═════ DATASET EXCERPTS

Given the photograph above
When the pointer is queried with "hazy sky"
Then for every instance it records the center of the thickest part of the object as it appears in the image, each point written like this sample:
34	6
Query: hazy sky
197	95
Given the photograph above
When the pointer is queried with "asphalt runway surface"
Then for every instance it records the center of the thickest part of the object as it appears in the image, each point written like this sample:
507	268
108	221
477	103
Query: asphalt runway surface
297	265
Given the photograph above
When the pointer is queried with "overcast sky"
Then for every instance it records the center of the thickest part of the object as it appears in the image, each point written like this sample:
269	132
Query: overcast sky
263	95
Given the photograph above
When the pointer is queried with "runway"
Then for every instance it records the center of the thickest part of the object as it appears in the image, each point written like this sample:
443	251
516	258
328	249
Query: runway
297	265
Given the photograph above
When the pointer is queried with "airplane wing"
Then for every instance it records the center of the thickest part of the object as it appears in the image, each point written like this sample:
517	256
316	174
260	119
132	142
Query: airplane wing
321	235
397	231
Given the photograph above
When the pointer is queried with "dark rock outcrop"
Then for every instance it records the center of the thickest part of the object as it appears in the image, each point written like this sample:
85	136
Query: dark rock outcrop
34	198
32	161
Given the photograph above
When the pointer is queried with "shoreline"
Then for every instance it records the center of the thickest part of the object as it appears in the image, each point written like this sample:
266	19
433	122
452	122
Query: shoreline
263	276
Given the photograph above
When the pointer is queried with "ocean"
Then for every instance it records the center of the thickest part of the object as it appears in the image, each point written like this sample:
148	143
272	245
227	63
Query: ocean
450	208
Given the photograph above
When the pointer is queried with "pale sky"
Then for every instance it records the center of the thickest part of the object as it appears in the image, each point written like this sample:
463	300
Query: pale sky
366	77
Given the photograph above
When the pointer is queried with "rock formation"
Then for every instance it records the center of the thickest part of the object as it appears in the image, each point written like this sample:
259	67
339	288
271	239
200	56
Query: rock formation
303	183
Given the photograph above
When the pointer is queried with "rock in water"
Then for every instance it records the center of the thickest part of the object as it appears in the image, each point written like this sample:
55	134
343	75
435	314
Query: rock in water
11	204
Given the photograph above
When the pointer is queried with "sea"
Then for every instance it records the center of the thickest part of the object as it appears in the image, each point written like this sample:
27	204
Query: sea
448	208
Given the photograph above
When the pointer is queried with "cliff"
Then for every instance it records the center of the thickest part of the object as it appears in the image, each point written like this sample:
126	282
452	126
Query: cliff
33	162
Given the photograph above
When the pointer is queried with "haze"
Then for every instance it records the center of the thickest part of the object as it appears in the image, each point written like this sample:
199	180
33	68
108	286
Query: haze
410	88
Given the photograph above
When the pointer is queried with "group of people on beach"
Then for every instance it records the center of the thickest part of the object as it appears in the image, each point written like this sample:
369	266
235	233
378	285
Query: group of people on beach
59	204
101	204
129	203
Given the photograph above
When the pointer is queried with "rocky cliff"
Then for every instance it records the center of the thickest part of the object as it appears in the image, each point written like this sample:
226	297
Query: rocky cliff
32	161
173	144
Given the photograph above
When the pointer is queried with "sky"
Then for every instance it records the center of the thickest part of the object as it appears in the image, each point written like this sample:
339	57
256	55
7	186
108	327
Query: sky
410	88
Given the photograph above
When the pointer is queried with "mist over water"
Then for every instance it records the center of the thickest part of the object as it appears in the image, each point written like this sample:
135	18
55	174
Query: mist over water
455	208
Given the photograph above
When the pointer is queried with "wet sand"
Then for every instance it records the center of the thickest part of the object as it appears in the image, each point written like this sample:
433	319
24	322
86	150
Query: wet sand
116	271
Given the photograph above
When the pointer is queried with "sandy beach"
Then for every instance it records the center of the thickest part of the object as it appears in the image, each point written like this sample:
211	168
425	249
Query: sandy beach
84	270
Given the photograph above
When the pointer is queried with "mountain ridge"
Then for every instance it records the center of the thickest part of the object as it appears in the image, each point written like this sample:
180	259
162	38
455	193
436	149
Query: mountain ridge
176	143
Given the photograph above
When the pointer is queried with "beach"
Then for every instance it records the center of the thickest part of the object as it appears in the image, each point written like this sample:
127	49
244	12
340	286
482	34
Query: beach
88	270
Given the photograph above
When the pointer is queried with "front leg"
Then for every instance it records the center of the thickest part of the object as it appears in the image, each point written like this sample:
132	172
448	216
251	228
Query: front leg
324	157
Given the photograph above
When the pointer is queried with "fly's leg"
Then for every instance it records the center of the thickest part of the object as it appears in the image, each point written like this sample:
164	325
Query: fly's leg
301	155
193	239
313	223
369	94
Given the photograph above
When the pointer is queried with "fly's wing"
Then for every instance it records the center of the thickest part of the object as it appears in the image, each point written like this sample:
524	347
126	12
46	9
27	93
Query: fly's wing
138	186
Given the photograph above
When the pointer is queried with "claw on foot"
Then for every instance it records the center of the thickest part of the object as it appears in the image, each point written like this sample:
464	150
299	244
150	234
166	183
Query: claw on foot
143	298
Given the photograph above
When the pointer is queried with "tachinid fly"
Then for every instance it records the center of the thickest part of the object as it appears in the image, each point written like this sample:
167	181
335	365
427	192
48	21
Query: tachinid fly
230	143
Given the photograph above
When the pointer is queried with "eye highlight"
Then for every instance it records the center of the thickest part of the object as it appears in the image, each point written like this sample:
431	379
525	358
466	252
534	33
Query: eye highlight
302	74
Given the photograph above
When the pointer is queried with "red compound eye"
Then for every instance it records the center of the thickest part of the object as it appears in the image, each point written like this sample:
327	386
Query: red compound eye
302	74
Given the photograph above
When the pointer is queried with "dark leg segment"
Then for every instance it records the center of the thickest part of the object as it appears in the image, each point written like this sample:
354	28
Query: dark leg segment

══════════

PROBLEM DESCRIPTION = Each line of the material that has the word "segment" belongs in the answer.

SOLUTION FOR THIS EXERCISE =
When the pointer is queried with "dark leg segment"
Query: dark leg segment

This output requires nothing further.